- **Aangeleverde tekst**
Hieronder volgt eerst een overzicht van alle wijzigingen en de onderbouwing per artikel in de verordening 2021 ten opzichte van de verordening 2020 en/of de modelverordening VNG. Als er geen opmerkingen achter het artikel geplaatst zijn, mag er vanuit worden gegaan dat het

betreffende artikel overeen komt met de modelverordening VNG. Na onderstaand overzicht, volgt nog een overzicht met de wijzigingen en onderbouwing van gemaakte keuzes voor de nadere regels 2021.

Wijzigingen verordening:

Artikel 1. Begripsbepalingen verwijderd die al in de Jeugdwet worden genoemd of niet van toegevoegde waarde waren. Begripsbepaling voor cliëntondersteuner toegevoegd.

Artikel 2. Bij lid 2 het onderscheid tussen flexibele en intensieve ondersteuning weggehaald.

- **Opgeslagen rijen**
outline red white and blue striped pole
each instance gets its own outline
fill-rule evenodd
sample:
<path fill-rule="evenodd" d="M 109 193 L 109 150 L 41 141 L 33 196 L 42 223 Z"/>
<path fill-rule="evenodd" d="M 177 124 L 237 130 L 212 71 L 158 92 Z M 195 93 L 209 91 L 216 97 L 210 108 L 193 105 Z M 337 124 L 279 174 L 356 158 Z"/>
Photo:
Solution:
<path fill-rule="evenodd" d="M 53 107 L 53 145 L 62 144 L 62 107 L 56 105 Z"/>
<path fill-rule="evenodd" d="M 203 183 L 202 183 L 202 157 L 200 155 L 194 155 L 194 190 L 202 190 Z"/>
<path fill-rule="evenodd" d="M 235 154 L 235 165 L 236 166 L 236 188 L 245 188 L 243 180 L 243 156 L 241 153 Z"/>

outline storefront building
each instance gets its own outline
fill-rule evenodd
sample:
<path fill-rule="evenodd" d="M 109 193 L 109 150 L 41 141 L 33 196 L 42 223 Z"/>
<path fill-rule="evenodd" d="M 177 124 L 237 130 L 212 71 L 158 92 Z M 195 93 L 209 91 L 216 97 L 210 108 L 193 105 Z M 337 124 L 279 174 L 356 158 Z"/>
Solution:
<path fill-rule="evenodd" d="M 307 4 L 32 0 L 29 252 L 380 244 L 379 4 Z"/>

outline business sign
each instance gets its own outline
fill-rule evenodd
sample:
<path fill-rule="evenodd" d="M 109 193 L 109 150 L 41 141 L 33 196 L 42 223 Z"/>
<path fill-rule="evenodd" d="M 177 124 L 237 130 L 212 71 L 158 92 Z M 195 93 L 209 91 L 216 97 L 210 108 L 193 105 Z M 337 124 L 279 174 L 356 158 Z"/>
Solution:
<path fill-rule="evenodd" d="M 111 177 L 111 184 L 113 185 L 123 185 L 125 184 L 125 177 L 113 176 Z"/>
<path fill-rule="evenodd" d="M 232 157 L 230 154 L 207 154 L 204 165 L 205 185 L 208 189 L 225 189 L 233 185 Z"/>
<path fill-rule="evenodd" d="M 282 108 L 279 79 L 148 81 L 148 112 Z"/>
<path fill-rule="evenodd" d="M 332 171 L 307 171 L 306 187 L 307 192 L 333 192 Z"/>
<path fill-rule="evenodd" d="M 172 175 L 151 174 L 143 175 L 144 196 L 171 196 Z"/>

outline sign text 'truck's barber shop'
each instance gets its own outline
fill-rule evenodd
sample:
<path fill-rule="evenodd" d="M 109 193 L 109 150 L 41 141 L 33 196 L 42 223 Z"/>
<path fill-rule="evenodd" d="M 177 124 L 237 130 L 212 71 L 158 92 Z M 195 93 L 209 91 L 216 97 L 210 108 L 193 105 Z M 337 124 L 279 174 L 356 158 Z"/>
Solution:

- **Opdrachten**
a – Welke begripsbepaling is volgens het wijzigingsoverzicht aan artikel 1 toegevoegd?
b – Neem uit het wijzigingsoverzicht alsjeblieft letterlijk alles over, van "betreffende artikel overeen" tot en met "nadere regels 2021.".

- **Resultaten per opdracht**
a – Een begripsbepaling voor cliëntondersteuner.

b –
betreffende artikel overeen komt met de modelverordening VNG. Na onderstaand overzicht, volgt nog een overzicht met de wijzigingen en onderbouwing van gemaakte keuzes voor de nadere regels 2021.